-- PASSAGE SHOWN follows --

Confident I had their attention, I continued. “Your dear old dad has discovered a locale where we will be welcomed with a big fat check.”

“You got another gig in Orlando?” asked my wife, referring to the numerous standup comedy dates I do in that city. Over the years, most of those “business trips” invariably morphed into Magic Kingdom visits, where, magically, my paycheck disappeared.

“We’re not going to Orlando,” I said. “We’re going to St. Louis!”

“Cool,” my youngest replied. “Can we visit the Arch?”

“Doubtful,” I said.

“Can we at least go when the Cubs are playing those stinking Cardinals?” her sister asked.

“I’m guessing you’ll want to tour the Anheuser-Busch plant,” my wife said. “Your girls and I will plan a shopping trip that day.”

I waited for the collective double take. They didn’t disappoint.

“What do you mean, we’re GOING to be sick?” my wife asked alarmingly.

I then revealed my family plan to apply for, and hopefully be selected as, research participants at St. Louis University’s Salus Center, aka the Extended Stay Research Unit, aka “Hotel Influenza,” according to an SLU press release.

In its ongoing effort to develop a universal flu vaccine, researchers at SLU plan to, within the next six months, inoculate healthy volunteers, then deliberately expose them to the flu virus, thereby testing the vaccine’s merits. Salus Center guests will be quarantined in the facility’s “challenge unit” for about 10 days while scientists study whether they do indeed get sick. Volunteers will be compensated up to $3,500 for their “time and travel,” according to Nancy Solomon, the university’s director of public relations.

“We’ve already had thousands of inquiries,” said Solomon, who added the ideal candidates should be 18-49 years of age, not pregnant, and living within a three-hour radius of St. Louis.

My family meets all those requirements. Almost. My 16-year-old could pass for 18, and we could make it to St. Louis in three hours provided we don’t zip past any police cruisers.

“So, who’s ready to get catch the flu?” I asked my girls, who were now looking at me as if I had just sneezed on their manicures.

“Dad, this is the dumbest idea you’ve had since Cancun, where you insisted we tour the Mayan ruins in 100-degree heat,” my eldest said.

“Or when you made us eat raw oysters in New Orleans,” her sister said.

“We got sick on that trip too!” my wife said.

“Yes, but nobody PAID us to get sick,” I reminded them. “C’mon, how can this family pass up $14,000? We get 10 days in a hotel with free Wi-Fi, catered meals and round-the-clock nursing care! There’s even a gym for you two health nuts,” I said, gesturing to my daughters.

“Great,” my younger daughter said. “I love running on a treadmill with watery eyes and body aches.”

“Why don’t you go alone?” my wife finally suggested. “Then you can buy something for yourself with the $3,500. A new set of golf clubs, perhaps?”

“Some anti-bacterial wipes?” my youngest said.

“I’m constantly on the road alone,” I said. “We always say we never spend enough time together because of our crazy schedules. Well, problem solved!”

The looks on their faces suggested my plan was sinking fast. I switched to guilt mode.

“Do it in the name of science,” I said.

They quickly left the room.

Too bad. I was looking forward to coughing on a few Cardinals fans.

-- PASSAGE SHOWN concluded --

> **TASKS AND EXERCISES**
**a)** Answer these questions about the passage on the flu study:
(i) To which city does the narrator announce the family is going?
(ii) For about how long will Salus Center guests be quarantined in the "challenge unit"?
(iii) What did the narrator make the family eat in New Orleans?
**b)** Summarize the passage on the flu study in two sentences.
Answer using only the passage.

-- DATA SECTION follows --

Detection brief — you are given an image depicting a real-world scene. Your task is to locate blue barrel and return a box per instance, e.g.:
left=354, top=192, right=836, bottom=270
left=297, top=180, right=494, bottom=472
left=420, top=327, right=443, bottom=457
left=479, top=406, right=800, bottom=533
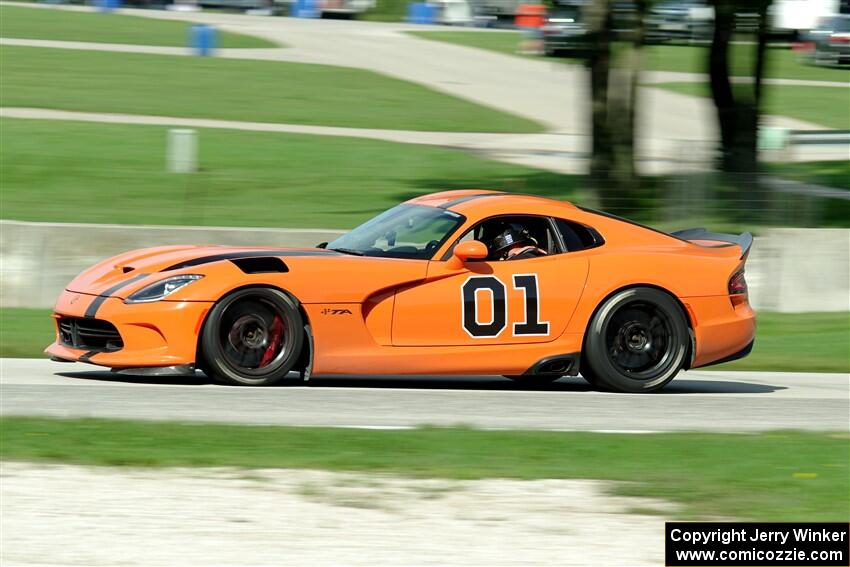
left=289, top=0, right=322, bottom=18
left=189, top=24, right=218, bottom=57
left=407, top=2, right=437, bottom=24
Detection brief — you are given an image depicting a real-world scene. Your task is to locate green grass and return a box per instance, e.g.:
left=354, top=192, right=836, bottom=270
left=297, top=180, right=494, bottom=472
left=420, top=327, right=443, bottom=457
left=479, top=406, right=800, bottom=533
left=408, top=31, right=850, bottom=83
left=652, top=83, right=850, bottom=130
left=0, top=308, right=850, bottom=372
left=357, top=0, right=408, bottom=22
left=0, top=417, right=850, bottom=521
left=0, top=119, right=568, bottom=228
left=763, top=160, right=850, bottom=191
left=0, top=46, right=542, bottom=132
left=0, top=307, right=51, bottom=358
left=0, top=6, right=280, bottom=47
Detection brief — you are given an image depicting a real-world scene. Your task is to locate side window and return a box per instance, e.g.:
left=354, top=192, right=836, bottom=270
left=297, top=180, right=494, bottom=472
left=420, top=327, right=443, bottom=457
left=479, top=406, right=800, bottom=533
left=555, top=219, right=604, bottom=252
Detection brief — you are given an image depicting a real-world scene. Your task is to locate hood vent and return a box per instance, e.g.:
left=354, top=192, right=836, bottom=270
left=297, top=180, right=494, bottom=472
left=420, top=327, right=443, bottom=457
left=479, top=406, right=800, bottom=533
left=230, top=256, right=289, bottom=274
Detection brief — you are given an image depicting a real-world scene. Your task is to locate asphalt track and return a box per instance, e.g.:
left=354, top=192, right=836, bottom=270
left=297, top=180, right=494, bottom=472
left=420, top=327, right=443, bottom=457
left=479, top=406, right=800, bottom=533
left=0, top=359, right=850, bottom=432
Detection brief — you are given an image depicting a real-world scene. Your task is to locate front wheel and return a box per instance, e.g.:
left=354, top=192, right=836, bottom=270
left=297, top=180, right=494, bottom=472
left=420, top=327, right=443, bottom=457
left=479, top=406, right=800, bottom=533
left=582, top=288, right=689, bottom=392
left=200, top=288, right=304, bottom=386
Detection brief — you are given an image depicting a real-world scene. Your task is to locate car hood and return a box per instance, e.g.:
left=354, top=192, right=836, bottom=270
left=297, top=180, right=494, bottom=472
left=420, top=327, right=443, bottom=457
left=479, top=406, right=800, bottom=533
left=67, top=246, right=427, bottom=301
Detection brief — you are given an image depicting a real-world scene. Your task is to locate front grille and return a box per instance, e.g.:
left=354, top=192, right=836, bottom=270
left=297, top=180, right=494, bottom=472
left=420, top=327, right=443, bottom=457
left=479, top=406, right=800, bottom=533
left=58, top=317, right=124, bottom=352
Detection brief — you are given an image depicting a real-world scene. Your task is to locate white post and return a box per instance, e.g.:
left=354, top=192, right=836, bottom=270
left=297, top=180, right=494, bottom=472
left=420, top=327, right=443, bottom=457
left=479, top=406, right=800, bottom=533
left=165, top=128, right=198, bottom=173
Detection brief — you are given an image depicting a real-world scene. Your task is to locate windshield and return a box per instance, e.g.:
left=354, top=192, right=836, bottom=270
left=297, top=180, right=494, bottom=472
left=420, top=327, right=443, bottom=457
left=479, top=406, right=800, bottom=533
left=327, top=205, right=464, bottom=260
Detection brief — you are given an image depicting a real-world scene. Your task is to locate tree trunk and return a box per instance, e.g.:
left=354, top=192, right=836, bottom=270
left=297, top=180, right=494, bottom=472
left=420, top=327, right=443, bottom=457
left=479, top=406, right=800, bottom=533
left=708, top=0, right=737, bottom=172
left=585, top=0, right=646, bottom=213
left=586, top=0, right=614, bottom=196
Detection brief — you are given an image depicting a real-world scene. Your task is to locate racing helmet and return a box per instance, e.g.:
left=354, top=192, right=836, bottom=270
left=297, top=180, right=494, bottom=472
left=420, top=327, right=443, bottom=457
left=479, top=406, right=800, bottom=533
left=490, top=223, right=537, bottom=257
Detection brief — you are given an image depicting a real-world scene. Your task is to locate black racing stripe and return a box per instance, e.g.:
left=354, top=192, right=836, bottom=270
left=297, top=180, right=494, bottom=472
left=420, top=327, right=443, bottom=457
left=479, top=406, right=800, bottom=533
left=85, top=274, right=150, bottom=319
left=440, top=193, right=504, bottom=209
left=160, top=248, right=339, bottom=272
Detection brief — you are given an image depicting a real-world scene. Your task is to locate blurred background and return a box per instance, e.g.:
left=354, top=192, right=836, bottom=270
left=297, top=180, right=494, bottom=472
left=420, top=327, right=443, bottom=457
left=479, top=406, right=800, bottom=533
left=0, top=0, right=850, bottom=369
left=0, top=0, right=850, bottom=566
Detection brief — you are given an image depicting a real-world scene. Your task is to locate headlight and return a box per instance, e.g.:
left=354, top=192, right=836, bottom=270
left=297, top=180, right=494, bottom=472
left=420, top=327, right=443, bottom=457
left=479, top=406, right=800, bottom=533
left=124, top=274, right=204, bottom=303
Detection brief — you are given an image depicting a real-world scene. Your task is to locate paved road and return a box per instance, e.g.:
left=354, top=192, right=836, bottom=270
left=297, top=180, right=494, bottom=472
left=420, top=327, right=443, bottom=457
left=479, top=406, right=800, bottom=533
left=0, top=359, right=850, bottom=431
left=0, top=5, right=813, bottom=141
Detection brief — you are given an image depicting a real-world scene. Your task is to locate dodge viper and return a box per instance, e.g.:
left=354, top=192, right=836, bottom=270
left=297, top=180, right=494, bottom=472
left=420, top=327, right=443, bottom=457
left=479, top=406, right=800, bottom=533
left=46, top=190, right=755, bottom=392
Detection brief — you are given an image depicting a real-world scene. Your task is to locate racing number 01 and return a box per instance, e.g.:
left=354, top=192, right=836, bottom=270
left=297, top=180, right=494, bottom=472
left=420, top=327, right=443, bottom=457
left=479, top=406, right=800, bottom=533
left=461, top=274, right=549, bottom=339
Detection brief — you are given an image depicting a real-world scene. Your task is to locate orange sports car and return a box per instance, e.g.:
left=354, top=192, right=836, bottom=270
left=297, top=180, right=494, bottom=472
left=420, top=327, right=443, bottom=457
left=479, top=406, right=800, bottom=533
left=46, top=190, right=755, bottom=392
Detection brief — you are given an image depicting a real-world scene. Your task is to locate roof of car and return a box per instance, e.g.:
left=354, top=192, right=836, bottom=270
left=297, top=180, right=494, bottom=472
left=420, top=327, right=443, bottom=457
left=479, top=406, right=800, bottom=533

-- DATA SECTION concluded --

> **ANSWERS BY ITEM**
**a)**
(i) St. Louis
(ii) About 10 days
(iii) Raw oysters

**b)** The narrator proposes that the family apply to be research participants at St. Louis University's Salus Center, where healthy volunteers receive a universal flu vaccine under development, are deliberately exposed to the flu virus, and are quarantined for about 10 days for up to $3,500 each. The narrator's wife and daughters mock the plan and suggest the narrator go alone, then leave the room when urged to do it in the name of science.